**TASK INPUT:**
-- begin --

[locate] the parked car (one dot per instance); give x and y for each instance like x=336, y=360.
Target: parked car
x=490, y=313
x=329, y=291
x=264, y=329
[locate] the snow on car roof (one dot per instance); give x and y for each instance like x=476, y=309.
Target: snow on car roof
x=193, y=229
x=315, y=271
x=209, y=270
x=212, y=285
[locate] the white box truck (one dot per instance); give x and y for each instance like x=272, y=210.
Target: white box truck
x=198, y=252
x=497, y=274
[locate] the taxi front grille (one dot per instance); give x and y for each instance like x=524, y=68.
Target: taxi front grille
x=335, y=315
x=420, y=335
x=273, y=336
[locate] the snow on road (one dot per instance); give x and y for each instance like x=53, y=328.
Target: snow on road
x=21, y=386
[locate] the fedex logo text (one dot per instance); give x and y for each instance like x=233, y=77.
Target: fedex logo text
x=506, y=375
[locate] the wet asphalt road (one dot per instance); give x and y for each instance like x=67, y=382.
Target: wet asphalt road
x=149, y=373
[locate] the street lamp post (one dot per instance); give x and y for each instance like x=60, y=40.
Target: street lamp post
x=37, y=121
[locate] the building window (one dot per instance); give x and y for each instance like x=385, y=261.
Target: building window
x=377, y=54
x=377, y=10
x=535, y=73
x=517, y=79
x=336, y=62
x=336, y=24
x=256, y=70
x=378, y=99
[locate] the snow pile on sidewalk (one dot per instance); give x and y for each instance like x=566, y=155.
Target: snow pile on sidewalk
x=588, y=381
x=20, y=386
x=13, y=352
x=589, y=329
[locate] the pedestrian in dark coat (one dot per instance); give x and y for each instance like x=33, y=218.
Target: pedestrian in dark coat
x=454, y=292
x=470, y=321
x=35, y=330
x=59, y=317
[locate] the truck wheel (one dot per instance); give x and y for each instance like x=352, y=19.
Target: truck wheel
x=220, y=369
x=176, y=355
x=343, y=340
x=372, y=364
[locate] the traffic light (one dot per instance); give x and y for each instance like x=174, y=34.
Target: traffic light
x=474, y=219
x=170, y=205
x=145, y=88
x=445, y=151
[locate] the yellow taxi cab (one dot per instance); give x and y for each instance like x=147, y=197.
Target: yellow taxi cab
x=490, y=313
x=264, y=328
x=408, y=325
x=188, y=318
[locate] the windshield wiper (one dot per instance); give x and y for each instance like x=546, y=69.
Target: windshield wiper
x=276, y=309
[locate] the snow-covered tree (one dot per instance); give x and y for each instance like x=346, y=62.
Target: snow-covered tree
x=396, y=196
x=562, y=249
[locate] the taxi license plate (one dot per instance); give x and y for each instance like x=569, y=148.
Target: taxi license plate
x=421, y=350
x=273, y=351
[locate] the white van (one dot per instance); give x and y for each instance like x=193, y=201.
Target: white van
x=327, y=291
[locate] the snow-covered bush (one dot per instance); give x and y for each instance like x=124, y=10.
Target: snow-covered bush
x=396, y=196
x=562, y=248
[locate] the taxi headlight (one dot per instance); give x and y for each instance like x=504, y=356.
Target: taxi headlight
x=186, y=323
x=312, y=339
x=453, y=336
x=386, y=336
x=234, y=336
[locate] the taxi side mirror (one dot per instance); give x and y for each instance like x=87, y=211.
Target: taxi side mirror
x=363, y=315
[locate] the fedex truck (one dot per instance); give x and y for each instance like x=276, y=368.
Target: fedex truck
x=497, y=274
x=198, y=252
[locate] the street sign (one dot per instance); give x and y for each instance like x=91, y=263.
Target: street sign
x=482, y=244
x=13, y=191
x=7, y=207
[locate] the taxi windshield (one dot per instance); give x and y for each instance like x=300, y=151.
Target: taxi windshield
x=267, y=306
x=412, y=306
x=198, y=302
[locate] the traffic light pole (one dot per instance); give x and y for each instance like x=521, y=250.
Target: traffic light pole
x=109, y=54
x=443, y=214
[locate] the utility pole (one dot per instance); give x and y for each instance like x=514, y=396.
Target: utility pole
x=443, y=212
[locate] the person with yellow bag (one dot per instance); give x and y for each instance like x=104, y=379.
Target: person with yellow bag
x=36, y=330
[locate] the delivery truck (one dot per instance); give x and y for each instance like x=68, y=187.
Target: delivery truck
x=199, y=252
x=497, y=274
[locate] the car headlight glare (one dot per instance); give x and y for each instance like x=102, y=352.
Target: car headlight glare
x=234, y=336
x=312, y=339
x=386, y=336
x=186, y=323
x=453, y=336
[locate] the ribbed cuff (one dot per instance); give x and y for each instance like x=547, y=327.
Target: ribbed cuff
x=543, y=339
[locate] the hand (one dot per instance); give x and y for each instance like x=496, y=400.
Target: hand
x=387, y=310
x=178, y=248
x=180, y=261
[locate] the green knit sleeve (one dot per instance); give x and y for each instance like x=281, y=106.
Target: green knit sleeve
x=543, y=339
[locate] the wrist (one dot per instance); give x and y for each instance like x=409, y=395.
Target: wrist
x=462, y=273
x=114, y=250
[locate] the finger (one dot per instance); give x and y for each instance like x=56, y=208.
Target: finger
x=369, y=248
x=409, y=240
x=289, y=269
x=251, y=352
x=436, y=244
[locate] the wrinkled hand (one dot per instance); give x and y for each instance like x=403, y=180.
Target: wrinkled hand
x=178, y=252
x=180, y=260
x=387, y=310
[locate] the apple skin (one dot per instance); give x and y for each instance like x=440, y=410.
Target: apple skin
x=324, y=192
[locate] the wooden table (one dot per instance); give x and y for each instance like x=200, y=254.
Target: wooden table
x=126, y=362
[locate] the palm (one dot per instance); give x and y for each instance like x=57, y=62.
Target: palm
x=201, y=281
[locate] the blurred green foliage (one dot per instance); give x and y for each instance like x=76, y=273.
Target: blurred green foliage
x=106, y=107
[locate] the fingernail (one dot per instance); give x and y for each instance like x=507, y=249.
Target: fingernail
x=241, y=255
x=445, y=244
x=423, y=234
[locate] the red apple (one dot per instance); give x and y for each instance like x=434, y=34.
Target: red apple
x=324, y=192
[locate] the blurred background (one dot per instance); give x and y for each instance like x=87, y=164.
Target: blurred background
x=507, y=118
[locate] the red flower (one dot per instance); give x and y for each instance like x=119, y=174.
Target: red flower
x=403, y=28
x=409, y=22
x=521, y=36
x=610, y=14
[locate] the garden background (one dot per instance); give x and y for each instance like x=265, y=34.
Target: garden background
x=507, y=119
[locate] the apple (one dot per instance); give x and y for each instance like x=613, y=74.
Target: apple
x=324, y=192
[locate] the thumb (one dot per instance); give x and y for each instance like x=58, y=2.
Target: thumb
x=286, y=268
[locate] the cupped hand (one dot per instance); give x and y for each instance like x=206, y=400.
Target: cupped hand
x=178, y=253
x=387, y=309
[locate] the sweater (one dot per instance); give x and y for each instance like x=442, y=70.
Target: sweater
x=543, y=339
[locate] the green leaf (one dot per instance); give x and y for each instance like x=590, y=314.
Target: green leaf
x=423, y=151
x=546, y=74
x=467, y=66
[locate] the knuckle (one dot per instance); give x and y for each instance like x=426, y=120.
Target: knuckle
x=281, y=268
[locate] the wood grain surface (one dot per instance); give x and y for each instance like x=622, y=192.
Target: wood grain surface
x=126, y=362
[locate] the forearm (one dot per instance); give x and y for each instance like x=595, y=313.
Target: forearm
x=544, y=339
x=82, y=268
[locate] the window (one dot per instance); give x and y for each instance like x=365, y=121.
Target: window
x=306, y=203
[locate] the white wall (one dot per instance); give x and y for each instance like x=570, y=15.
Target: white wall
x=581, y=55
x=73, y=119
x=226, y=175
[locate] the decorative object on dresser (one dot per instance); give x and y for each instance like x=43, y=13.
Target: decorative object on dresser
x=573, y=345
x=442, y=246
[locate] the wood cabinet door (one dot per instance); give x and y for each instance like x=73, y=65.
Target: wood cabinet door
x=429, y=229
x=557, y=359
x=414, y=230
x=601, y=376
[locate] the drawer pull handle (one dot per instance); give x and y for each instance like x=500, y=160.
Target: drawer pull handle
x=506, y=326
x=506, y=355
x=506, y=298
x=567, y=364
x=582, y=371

-- end --

**STATED PROBLEM:** Copy the entries from the line containing "[locate] the taxi front" through the line containing "x=37, y=121", swapping every "wet asphalt road" for "slick asphalt road" and leaving all else unchanged.

**RESULT FOR THIS EXERCISE:**
[locate] the taxi front grille (one dot per instance); give x and y for each instance like x=524, y=68.
Target: taxi front grille
x=335, y=315
x=420, y=335
x=273, y=336
[locate] the snow on road (one dot per instance); give x and y for each instance like x=53, y=328.
Target: snow on road
x=21, y=386
[locate] the fedex logo text (one dot per instance); give x and y for each instance like x=233, y=77.
Target: fedex logo text
x=506, y=375
[locate] the slick asphalt road (one dot per instance); give x and y for each instance like x=67, y=382.
Target: slick asphalt road
x=149, y=373
[locate] the street lamp post (one dot per instance); give x and y for each instance like x=60, y=40.
Target: street lamp post
x=37, y=121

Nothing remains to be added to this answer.